## Begin The records
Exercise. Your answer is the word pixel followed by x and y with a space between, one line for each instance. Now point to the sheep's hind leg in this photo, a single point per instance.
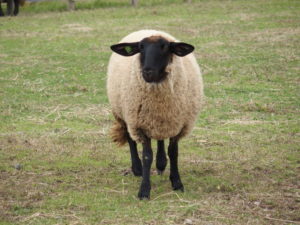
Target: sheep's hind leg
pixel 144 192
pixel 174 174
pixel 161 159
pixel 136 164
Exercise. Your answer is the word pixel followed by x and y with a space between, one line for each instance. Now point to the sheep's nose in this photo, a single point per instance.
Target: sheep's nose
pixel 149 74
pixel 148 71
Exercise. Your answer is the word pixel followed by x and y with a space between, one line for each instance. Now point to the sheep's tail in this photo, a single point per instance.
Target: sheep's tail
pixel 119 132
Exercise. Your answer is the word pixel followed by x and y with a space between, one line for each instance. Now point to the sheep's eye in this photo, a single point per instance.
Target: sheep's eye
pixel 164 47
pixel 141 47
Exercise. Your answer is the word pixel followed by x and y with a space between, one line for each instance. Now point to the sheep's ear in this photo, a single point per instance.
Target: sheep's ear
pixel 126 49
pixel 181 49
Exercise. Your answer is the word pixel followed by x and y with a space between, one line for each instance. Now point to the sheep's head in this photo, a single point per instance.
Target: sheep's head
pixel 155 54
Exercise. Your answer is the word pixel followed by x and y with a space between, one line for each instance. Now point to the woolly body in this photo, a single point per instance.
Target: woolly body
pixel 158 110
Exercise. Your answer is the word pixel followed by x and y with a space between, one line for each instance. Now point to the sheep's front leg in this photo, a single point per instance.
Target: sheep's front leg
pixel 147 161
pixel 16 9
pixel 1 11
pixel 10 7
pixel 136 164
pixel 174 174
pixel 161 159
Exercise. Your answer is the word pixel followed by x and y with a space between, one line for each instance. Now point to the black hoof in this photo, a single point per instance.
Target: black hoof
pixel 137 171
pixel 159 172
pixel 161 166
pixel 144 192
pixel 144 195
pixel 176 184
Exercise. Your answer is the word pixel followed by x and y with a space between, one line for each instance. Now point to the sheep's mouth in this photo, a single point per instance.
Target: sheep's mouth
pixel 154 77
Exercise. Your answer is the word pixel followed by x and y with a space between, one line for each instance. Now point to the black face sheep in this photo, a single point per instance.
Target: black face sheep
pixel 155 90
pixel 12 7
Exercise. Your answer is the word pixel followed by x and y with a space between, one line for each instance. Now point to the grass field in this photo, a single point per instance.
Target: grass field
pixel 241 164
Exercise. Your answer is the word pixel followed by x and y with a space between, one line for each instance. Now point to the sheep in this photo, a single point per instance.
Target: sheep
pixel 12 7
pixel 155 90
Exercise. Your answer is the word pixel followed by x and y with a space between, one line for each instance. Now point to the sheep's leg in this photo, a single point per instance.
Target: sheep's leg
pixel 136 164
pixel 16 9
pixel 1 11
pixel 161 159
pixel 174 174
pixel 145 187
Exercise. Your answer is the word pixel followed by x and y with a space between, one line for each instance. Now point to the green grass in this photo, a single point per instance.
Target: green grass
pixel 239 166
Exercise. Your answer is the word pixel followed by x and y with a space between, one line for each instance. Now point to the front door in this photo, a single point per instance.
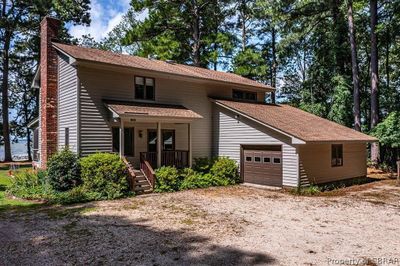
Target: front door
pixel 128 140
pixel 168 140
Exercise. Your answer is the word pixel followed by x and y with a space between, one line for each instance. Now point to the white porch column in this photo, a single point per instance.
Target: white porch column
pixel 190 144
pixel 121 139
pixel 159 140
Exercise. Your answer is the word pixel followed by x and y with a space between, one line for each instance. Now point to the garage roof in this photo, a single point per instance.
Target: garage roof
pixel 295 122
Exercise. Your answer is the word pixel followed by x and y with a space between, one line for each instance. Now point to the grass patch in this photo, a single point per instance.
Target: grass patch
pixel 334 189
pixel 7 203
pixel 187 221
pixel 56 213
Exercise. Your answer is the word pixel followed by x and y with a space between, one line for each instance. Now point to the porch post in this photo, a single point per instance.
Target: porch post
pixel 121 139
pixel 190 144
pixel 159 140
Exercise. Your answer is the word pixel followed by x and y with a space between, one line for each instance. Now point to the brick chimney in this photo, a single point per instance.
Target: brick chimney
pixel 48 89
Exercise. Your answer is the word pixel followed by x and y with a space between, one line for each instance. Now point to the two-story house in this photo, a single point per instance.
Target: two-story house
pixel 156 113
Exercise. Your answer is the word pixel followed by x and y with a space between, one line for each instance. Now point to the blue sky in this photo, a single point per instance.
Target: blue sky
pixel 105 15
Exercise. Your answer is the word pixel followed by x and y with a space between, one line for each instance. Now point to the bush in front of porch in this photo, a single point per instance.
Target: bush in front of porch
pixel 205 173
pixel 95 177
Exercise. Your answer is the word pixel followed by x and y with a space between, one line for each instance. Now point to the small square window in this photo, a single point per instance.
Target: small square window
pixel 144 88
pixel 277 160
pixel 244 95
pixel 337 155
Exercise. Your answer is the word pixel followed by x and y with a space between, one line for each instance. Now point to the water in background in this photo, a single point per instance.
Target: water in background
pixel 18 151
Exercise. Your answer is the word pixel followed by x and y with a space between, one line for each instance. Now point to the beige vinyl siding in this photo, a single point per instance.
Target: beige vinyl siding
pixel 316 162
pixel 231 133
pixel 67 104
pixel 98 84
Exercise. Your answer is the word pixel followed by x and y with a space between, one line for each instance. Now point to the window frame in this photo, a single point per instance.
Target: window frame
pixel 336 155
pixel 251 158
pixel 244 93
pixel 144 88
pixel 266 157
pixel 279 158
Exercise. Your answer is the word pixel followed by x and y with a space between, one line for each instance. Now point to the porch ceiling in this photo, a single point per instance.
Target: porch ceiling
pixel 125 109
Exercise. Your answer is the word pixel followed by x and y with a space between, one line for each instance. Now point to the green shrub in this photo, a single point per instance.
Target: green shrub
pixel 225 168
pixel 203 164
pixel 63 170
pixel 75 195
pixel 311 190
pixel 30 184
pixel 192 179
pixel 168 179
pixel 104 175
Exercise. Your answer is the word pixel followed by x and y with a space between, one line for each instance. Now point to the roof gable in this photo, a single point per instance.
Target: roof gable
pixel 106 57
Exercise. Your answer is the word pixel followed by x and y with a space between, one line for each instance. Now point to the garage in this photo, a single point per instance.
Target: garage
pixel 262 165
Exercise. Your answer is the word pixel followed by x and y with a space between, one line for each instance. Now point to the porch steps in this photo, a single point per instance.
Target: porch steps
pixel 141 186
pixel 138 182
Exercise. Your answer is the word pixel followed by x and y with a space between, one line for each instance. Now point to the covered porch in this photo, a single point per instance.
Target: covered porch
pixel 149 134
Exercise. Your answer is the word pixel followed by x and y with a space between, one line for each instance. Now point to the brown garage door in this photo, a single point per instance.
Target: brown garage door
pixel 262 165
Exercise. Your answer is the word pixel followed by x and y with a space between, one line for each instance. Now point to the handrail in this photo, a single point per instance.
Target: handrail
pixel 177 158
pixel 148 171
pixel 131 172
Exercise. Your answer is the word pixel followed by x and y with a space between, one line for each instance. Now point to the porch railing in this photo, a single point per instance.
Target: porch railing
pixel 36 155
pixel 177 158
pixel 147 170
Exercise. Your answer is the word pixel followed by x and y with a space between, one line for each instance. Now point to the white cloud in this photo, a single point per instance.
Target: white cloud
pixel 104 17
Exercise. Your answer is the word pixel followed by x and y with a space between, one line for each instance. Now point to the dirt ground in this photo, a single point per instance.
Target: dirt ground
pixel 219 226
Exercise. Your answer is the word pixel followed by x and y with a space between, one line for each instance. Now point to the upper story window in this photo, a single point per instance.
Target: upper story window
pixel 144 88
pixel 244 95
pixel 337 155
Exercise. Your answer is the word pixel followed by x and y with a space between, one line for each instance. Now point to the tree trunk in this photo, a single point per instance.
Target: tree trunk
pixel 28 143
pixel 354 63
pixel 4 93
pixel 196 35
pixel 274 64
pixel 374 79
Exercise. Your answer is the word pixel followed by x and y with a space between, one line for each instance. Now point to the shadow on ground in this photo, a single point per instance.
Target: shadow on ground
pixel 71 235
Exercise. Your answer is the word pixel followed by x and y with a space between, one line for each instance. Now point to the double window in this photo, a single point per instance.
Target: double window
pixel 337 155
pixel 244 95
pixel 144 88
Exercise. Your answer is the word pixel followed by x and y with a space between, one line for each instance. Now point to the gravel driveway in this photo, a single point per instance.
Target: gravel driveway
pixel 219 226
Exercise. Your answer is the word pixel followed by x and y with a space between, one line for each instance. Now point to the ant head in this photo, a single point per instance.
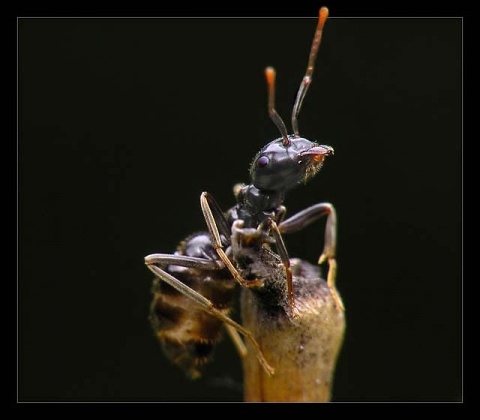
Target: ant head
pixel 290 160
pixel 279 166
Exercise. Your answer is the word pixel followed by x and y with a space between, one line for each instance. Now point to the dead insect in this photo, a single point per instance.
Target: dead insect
## End The records
*Stated problem:*
Return the listing above exactly, from its first line through the line that contains "pixel 141 47", including both of those lines. Leave the pictures out.

*Final result:*
Exercise. Your answer is the word pixel followed by x and y with a space between, one line for each instance. Now point to the sheep's hind leg in this photo, a single point per instance.
Target: sheep's hind leg
pixel 144 192
pixel 174 174
pixel 161 159
pixel 136 164
Exercise. Your answer is the word pixel followed by x and y with a space between, one line for each instance. Now point to the sheep's nose in this photo, a single point per instance.
Target: sheep's nose
pixel 149 74
pixel 148 71
Exercise. Your answer is the word pixel followed by x and y with a space between, one line for each instance. Now point to the sheep's tail in this photo, a single point per instance.
Target: sheep's tail
pixel 119 132
Exercise. Your answer is the word pixel followed by x and y with a space between, one line for each instance. Now point to the sheep's eye in this photo, a single point per instance.
Target: sheep's eye
pixel 164 47
pixel 141 47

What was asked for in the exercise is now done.